Brano fornito
'''
Omicidi, aggressioni e retroterra familiare
Mercoledì 8 dicembre 1870. Siamo in Lombardia, nella Bassa Bergamasca. La quattordicenne Giovanna Motta sta percorrendo l’antica strada carraia che unisce i paesi di Bottanuco e Suisio. Lavora come cameriera e si sta recendo a fare visita ai suoi genitori. Scompare nel nulla. E viene ritrovata quattro giorni dopo, senza vita. Il suo cadavere risulta mutilato: il collo reca segni di morsi; gli organi genitali e le interiora sono stati asportati; la carne di uno dei polpacci, strappata. Accanto al corpo straziato di Giovanna, alcuni spilloni utilizzati per seviziare ulteriormente la vittima.
Il responsabile dell’atroce aggressione omicida non viene individuato.
'''
Consegna
Citate per intero il brano sull'omicidio di Giovanna Motta, senza cambiare nulla. Si faccia riferimento unicamente al brano.

Righe
'''
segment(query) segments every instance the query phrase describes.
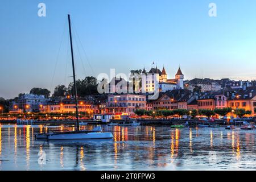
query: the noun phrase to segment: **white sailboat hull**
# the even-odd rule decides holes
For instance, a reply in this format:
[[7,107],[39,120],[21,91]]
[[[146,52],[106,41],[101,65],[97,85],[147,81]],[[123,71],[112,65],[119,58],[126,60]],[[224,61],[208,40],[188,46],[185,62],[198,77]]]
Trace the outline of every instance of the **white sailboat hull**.
[[113,138],[113,134],[110,132],[54,134],[47,136],[48,140],[96,139],[112,139]]

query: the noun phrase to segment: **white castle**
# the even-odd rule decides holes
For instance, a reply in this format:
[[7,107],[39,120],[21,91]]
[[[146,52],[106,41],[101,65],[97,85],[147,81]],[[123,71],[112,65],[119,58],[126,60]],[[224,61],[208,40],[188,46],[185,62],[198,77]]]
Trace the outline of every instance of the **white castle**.
[[179,68],[175,78],[173,79],[167,78],[164,67],[162,72],[157,66],[155,68],[152,68],[148,72],[144,68],[142,73],[142,91],[144,93],[184,89],[184,75],[180,68]]

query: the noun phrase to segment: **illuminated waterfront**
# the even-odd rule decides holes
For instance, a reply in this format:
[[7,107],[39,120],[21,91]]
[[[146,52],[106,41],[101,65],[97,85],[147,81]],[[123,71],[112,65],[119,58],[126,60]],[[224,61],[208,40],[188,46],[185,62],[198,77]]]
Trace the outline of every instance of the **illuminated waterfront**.
[[48,143],[35,140],[42,127],[0,125],[0,169],[256,169],[255,130],[102,127],[115,131],[113,140]]

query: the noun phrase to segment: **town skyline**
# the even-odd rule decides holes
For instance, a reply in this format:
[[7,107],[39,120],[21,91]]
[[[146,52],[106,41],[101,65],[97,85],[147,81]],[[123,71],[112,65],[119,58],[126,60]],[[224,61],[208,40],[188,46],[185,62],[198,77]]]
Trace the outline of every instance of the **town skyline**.
[[68,13],[74,22],[77,79],[97,77],[111,68],[127,75],[143,66],[148,71],[153,61],[161,69],[164,65],[169,75],[180,65],[184,80],[256,79],[256,2],[215,1],[214,18],[208,15],[207,1],[147,1],[147,6],[143,1],[61,6],[44,1],[46,17],[38,16],[38,2],[3,1],[0,77],[8,79],[0,80],[0,97],[13,98],[34,87],[52,93],[56,85],[72,81],[68,35],[63,30]]

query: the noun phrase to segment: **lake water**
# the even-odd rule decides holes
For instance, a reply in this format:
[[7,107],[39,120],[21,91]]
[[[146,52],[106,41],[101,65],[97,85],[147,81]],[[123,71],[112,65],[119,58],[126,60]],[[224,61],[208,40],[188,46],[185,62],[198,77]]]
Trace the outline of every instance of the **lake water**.
[[35,140],[42,126],[0,125],[0,170],[256,169],[256,130],[102,128],[113,140],[47,142]]

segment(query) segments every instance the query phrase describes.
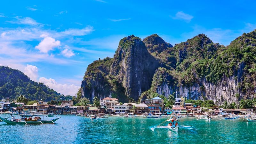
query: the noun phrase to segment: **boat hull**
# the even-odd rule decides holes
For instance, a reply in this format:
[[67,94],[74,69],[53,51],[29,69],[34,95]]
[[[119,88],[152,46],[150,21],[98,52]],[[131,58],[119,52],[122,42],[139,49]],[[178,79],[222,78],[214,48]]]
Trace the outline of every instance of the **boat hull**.
[[20,121],[18,122],[12,122],[12,121],[7,120],[0,117],[0,119],[4,122],[7,124],[54,124],[54,122],[59,119],[60,117],[53,119],[50,120],[37,120],[37,121]]
[[249,118],[247,119],[247,120],[248,120],[248,121],[249,122],[256,122],[256,119],[255,120],[251,120]]
[[[168,126],[168,127],[169,127]],[[179,127],[178,126],[177,126],[177,127],[175,127],[175,128],[172,128],[172,127],[170,127],[169,128],[169,130],[171,130],[171,131],[172,131],[172,132],[178,132],[178,128]]]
'''
Soluzione
Omicidi, aggressioni e retroterra familiare
Mercoledì 8 dicembre 1870. Siamo in Lombardia, nella Bassa Bergamasca. La quattordicenne Giovanna Motta sta percorrendo l’antica strada carraia che unisce i paesi di Bottanuco e Suisio. Lavora come cameriera e si sta recendo a fare visita ai suoi genitori. Scompare nel nulla. E viene ritrovata quattro giorni dopo, senza vita. Il suo cadavere risulta mutilato: il collo reca segni di morsi; gli organi genitali e le interiora sono stati asportati; la carne di uno dei polpacci, strappata. Accanto al corpo straziato di Giovanna, alcuni spilloni utilizzati per seviziare ulteriormente la vittima.
Il responsabile dell’atroce aggressione omicida non viene individuato.